### REQUIRED WORK:
Write out everything in the joke posts from "Follow me for" down to "FANTASTIC by comparison.", word for word.

### SELECTED PASSAGE:

I have to tell a client that the ship carrying her countertops is being held up by pirates and it is too early for this right now
Doctor: The tests came back. They don’t look good.
The tests: ok wow this is the kind of attitude that made us leave in the first place
If you believe a food is 0 calories hard enough, it becomes true.
Follow me for more health advice
I need you to fill my water bowl but I’m also going to stand directly in your path and trip you 7 times before you can get to the sink.
– Dogs
Interviewer: Why should we hire you?
Me: Well, if you hire me, I will make all of your other employees look FANTASTIC by comparison.

### INFORMATION PROVIDED:
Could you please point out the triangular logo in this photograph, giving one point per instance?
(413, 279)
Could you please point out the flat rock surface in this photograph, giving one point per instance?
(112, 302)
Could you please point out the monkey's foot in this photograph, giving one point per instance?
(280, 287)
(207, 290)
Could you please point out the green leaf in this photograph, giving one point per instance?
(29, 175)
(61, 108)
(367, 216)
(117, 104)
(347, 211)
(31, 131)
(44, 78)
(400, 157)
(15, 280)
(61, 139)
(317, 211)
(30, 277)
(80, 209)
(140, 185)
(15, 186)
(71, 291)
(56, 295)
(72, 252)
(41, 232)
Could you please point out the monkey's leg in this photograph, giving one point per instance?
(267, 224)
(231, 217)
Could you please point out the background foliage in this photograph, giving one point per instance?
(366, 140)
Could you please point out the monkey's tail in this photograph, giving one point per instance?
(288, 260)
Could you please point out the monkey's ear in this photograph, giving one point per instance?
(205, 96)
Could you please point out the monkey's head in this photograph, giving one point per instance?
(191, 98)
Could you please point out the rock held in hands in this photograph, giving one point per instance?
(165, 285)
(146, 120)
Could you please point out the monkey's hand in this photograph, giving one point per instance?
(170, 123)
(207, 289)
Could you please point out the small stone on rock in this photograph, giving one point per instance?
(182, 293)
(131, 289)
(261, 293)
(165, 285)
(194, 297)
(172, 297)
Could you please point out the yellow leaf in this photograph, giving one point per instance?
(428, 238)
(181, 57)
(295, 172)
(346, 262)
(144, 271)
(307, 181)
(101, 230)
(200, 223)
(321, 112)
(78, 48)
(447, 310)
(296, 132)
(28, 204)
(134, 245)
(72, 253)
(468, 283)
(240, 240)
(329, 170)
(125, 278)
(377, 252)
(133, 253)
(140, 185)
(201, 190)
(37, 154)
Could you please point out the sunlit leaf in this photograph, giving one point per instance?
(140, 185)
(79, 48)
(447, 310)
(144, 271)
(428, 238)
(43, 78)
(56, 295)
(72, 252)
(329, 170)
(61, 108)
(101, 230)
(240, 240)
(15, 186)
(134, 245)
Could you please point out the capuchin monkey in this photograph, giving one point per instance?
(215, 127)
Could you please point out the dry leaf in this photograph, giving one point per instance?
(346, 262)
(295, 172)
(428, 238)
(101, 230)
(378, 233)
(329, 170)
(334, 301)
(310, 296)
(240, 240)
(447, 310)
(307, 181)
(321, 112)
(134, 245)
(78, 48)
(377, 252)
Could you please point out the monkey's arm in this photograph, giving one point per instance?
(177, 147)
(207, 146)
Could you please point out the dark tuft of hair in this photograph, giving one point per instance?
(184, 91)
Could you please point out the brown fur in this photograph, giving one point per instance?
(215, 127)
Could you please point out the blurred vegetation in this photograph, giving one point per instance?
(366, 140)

* * *

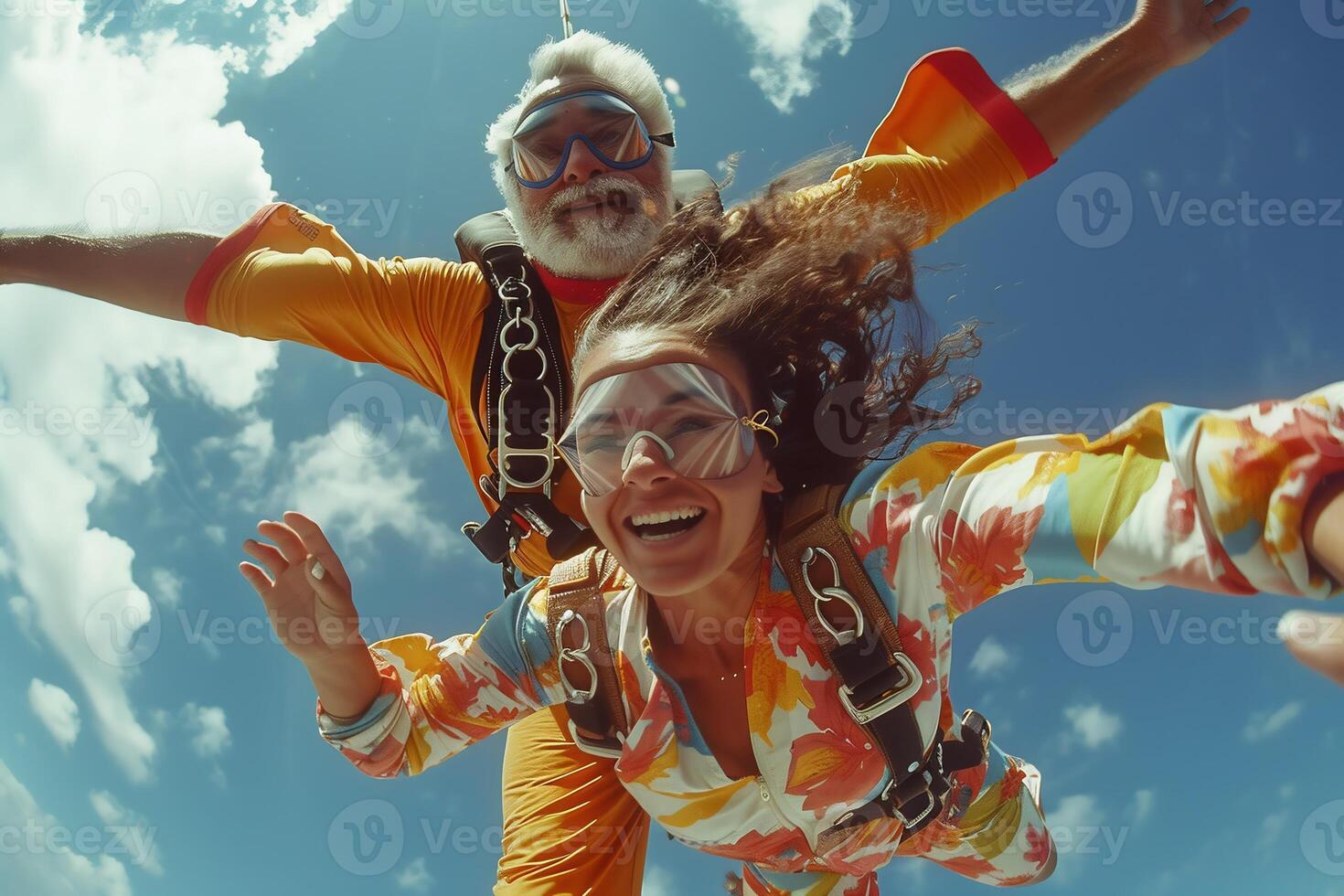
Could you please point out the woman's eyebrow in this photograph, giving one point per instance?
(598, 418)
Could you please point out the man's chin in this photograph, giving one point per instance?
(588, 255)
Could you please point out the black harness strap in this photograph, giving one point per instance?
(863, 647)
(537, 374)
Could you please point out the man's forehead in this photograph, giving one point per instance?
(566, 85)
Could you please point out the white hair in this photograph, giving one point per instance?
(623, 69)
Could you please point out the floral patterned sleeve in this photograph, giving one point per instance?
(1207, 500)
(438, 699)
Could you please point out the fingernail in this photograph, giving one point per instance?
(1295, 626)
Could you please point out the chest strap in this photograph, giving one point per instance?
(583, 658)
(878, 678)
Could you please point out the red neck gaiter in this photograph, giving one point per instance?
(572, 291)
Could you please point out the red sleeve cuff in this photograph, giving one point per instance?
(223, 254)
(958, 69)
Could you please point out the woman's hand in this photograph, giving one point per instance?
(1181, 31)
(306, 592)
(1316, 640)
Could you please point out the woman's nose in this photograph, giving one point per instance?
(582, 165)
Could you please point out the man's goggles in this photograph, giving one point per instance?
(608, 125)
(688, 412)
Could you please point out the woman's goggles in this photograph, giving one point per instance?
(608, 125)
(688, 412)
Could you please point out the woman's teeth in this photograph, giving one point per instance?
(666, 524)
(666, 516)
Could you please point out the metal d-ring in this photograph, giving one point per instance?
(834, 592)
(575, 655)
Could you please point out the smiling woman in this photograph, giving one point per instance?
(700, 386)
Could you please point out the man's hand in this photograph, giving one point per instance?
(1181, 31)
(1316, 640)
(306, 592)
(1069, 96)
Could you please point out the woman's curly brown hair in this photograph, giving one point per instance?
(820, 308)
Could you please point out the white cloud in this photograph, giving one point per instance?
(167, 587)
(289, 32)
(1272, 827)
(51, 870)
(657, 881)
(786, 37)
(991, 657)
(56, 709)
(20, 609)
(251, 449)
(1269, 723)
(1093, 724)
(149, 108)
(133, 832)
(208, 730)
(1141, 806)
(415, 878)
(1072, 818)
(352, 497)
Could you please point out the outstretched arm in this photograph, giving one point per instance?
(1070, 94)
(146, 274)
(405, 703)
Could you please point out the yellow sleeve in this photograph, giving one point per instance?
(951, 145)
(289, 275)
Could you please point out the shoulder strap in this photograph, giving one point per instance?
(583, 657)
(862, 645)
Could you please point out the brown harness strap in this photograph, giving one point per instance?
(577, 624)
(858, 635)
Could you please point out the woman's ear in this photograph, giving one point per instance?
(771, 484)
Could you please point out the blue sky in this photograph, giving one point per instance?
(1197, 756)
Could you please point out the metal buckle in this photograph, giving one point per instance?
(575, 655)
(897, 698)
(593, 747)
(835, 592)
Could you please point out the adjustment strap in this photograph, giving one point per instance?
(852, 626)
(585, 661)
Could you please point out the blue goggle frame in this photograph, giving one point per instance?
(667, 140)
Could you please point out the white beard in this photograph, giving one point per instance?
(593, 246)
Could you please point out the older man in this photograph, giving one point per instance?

### RESULT:
Follow me for more health advice
I need you to fill my water bowl but I’m also going to stand directly in your path and trip you 7 times before you can get to the sink.
– Dogs
Interviewer: Why should we hire you?
Me: Well, if you hire me, I will make all of your other employees look FANTASTIC by comparison.